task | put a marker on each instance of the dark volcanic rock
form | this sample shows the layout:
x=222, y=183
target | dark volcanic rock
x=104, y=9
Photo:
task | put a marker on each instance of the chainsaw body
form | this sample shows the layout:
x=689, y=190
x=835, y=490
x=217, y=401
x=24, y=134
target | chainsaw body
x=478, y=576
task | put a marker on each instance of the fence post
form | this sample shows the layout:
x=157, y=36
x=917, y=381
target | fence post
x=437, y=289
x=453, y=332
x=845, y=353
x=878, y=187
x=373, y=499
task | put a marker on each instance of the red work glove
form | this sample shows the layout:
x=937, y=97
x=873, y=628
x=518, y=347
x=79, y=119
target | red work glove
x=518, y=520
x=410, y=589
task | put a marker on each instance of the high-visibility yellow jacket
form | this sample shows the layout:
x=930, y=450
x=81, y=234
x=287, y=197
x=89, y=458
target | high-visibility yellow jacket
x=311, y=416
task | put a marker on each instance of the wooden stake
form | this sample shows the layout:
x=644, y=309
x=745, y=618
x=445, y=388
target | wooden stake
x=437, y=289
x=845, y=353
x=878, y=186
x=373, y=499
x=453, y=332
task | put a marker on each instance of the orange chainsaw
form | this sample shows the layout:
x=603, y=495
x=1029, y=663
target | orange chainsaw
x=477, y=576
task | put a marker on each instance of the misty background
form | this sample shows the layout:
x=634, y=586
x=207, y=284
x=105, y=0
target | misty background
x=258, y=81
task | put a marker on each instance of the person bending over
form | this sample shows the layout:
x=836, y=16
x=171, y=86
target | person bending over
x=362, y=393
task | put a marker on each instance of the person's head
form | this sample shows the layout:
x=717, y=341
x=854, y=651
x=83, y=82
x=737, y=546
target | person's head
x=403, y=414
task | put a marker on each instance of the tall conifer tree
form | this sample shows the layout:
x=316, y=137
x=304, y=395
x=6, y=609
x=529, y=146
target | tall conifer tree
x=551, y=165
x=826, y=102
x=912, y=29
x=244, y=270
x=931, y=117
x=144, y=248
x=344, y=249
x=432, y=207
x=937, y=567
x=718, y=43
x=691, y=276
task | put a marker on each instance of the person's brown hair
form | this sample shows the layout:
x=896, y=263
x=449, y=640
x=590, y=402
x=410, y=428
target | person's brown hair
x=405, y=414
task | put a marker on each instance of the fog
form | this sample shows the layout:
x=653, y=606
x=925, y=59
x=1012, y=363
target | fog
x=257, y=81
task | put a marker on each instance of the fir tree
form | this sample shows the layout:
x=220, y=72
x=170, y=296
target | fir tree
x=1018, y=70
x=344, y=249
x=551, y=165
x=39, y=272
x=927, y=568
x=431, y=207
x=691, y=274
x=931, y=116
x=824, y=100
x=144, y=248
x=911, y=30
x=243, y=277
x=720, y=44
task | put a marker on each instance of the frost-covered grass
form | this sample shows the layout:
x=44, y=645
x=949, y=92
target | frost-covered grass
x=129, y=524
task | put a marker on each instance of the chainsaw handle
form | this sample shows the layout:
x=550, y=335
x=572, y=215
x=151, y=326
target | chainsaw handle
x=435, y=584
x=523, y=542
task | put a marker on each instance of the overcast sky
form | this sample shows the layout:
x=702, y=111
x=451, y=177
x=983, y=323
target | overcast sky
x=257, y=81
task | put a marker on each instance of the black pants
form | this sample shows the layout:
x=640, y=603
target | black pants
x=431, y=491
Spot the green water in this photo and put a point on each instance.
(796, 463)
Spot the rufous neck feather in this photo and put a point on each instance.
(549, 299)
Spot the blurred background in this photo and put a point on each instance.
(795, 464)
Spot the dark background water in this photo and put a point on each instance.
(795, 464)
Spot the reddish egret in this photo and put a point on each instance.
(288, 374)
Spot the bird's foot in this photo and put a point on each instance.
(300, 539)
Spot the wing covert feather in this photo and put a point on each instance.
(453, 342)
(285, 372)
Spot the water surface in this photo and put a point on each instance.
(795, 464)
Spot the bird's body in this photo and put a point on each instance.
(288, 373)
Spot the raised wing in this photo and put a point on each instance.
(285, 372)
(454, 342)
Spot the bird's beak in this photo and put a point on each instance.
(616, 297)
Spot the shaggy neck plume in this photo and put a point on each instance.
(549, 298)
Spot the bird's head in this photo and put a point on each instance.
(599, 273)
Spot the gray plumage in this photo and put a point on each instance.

-=-=-=-=-

EXERCISE AIM:
Reproduce all entries. Keep them exact.

REPLY TO THE TASK:
task | put a marker on each instance of the dark volcanic rock
form | this sample shows the layout:
x=222, y=183
target | dark volcanic rock
x=104, y=9
Photo:
task | put a marker on each instance of the chainsaw body
form | this sample shows the layout:
x=689, y=190
x=835, y=490
x=217, y=401
x=24, y=134
target | chainsaw body
x=478, y=576
task | put a marker on each instance of the fence post
form | this sample shows the layout:
x=157, y=36
x=917, y=381
target | fence post
x=437, y=289
x=453, y=332
x=845, y=353
x=878, y=187
x=373, y=499
task | put a marker on each instance of the red work glove
form | this sample shows the layout:
x=937, y=97
x=873, y=628
x=518, y=347
x=79, y=119
target | red work glove
x=518, y=520
x=410, y=589
task | put a marker on each instance of the high-visibility yellow jacket
form | this sample shows the layout:
x=930, y=450
x=81, y=234
x=287, y=197
x=89, y=458
target | high-visibility yellow jacket
x=311, y=416
task | put a marker on each instance of the wooden stake
form | this sample shows the layout:
x=644, y=309
x=745, y=618
x=445, y=388
target | wooden stake
x=437, y=289
x=845, y=353
x=878, y=186
x=373, y=499
x=453, y=332
task | put a marker on each instance of the orange chainsaw
form | this sample shows the layout:
x=603, y=495
x=1029, y=663
target | orange chainsaw
x=477, y=576
task | put a marker on each instance of the misty background
form | this sample shows the layout:
x=634, y=586
x=207, y=284
x=105, y=0
target | misty background
x=258, y=81
task | put a marker on each instance of the person bending over
form | this sample shows the layout:
x=836, y=16
x=171, y=86
target | person bending over
x=362, y=393
task | put a marker on each instance of the person's head
form | this sample shows the layout:
x=717, y=341
x=854, y=651
x=83, y=82
x=737, y=546
target | person's head
x=403, y=414
task | put a marker on each instance of the tall conifer tree
form | this sample shows the layout:
x=316, y=137
x=304, y=395
x=6, y=609
x=529, y=146
target | tall conifer tree
x=551, y=165
x=826, y=102
x=912, y=29
x=244, y=270
x=931, y=117
x=144, y=248
x=344, y=249
x=432, y=207
x=937, y=567
x=718, y=43
x=691, y=276
task | put a marker on each instance of the person's brown hair
form | this sample shows the layout:
x=896, y=263
x=449, y=640
x=590, y=402
x=410, y=428
target | person's brown hair
x=405, y=414
task | put a marker on each instance of the fog
form | this sample shows the layout:
x=653, y=606
x=925, y=59
x=1012, y=363
target | fog
x=257, y=81
task | put a marker on each instance of the fir tree
form | this sample shows the layout:
x=220, y=72
x=170, y=296
target | fir tree
x=1018, y=70
x=344, y=249
x=551, y=165
x=39, y=272
x=927, y=568
x=431, y=207
x=691, y=274
x=931, y=116
x=824, y=100
x=144, y=248
x=911, y=30
x=243, y=277
x=720, y=44
task | put a marker on each instance of the frost-covered grass
form | this sample shows the layout:
x=44, y=645
x=949, y=92
target | frost-covered grass
x=129, y=524
task | put a marker on each instance of the chainsaw handle
form | this sample shows the layout:
x=550, y=335
x=572, y=215
x=151, y=326
target | chainsaw handle
x=435, y=584
x=523, y=542
task | put a marker on each instance of the overcast sky
form | this sample shows the layout:
x=702, y=111
x=451, y=177
x=983, y=323
target | overcast sky
x=257, y=81
task | put a marker on each instance of the black pants
form | this sample shows the layout:
x=640, y=603
target | black pants
x=431, y=491
Spot the green water in this photo and put a point on each instance.
(796, 463)
Spot the rufous neck feather in this photo and put a point on each instance.
(549, 299)
Spot the blurred background in this photo and put a point on each instance.
(795, 464)
Spot the dark background water in this photo and put a point on each instance.
(795, 464)
Spot the reddish egret in this photo and put a point on each instance.
(288, 374)
Spot the bird's foot in this photo and put a point on each instance.
(300, 539)
Spot the wing covert feather in this photo and put a point on each instance.
(453, 342)
(285, 372)
Spot the water surface in this photo and put a point on each instance.
(795, 464)
Spot the bird's body in this photo and put a point on each instance.
(288, 373)
Spot the raised wing in this photo and put a point on each instance.
(285, 372)
(454, 342)
Spot the bird's beak in this photo and put a point on each instance.
(616, 297)
Spot the shaggy neck plume in this photo and put a point on each instance.
(549, 298)
Spot the bird's head in this photo and put a point on each instance.
(599, 273)
Spot the gray plumage in this photo and put a point on each instance.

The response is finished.